§ 本文
(58)【調査した分野】(Int.Cl.,DB名)
主軸に取り付けられた電極とテーブルに取り付けられたワークとの間にパルス電圧を印加して前記ワークを放電加工する放電加工機において、凹部を含むワークを製造するための方法であって、
前記放電加工機は、ワークを加工する電極及びワークを測定する第1の測定子を把持する把持部、並びに、回転装置を有する主軸と、前記主軸に対して相対移動可能に設けられ、導電性を有し、前記第1の測定子を成形する成形材と、前記第1の測定子と前記ワークとの間の接触を検知することによって、前記ワークを測定する制御装置と、前記第1の測定子の成形の場合には、前記把持部に取り付けられた材料と前記成形材との間にパルス電圧を印加し、前記ワークの加工の場合には、前記把持部に取り付けられた前記電極と前記ワークとの間にパルス電圧を印加する電源と、を備え、
当該方法は、
前記主軸の前記把持部に取り付けられた材料と、前記主軸に対して相対移動する成形材と、の間にパルス電圧を印加することによって、前記第1の測定子を成形することと、
前記電極によって、前記ワークに凹部を形成することと、
前記第1の測定子の先端を前記ワークの前記凹部の底に接触させることによって、前記凹部の前記底の位置を測定することと、
を含む、ワークを製造するための方法。

§ 表示データ
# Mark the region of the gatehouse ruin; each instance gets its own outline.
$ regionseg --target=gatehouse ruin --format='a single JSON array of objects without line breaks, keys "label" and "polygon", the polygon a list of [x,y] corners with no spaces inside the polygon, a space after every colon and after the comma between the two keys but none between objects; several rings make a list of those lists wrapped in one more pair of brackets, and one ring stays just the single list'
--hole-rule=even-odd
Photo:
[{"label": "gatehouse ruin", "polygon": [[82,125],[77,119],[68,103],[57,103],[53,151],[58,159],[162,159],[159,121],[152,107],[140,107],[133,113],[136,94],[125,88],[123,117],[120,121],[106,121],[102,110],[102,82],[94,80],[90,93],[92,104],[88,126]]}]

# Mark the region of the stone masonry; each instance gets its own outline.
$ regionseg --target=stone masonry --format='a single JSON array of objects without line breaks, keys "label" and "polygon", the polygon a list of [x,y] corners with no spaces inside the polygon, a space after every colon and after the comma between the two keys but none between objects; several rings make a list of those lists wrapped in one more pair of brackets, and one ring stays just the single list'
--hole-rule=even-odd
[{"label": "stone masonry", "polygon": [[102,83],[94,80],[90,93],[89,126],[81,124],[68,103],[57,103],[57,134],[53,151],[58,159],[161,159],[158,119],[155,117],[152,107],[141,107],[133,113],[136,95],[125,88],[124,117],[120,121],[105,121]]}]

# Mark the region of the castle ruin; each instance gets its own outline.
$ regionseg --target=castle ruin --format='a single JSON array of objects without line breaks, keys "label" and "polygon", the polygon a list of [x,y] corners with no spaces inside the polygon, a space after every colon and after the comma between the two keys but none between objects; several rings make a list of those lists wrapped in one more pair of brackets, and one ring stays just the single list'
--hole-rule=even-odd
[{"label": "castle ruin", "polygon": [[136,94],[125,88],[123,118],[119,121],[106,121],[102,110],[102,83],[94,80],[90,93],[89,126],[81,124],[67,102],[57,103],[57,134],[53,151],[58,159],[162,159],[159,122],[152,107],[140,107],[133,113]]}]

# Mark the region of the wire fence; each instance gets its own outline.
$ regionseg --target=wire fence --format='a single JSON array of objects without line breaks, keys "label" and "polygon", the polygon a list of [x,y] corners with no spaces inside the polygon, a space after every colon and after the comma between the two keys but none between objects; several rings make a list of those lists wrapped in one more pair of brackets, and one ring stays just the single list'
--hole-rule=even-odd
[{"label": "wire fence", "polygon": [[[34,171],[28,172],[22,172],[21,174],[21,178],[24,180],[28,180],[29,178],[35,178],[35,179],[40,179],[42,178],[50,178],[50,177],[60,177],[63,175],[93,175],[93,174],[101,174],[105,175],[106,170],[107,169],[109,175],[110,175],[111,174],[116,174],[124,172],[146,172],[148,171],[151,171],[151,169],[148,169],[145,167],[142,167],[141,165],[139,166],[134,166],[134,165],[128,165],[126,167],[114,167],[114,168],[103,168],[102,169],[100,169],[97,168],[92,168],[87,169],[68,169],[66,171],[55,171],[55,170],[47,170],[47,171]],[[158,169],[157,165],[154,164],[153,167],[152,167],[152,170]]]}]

§ 指示
放電加工機による製造方法の本文を、最後の文の後から書き継いでもらえますか？ エントリは参照しなくてかまいません。

§ 解答例
【発明の概要】
【発明が解決しようとする課題】
【0005】
一般的に、放電加工によって成形された微細形状(例えば、微細溝などの凹部等)の加工精度を確認する場合、例えば、ワークを加工機から取り外して、別の測定器によって微細形状を測定する場合がある。また、例えば、測定によってワークの再加工が必要だと判断された場合には、ワークを加工機に再度取り付ける必要がある。しかしながら、ワークを同じ位置に再度取り付けることは困難であり得る。
【0006】
本発明は、上記のような課題を考慮して、ワークの微細形状を測定することができる放電加工機を提供することを目的とする。また、本願は、そのような放電加工機で使用される測定子にも関連する。さらに、本願は、そのような放電加工機で実施可能なワークの製造方法にも関連する。
【課題を解決するための手段】
【0007】
本開示の一態様は、主軸に取り付けられた電極とテーブルに取り付けられたワークとの間にパルス電圧を印加してワークを放電加工する放電加工機において、ワークを加工する電極及びワークを測定する第1の測定子を把持する把持部、並びに、回転装置を有する主軸と、主軸に対して相対移動可能に設けられ、導電性を有し、第1の測定子を成形する成形材と、第1の測定子とワークとの間の接触を検知することによって、ワークを測定する制御装置と、第1の測定子の成形の場合には、把持部に取り付けられた材料と成形材との間にパルス電圧を印加し、ワークの加工の場合には、把持部に取り付けられた電極とワークとの間にパルス電圧を印加する電源と、を備える放電加工機である。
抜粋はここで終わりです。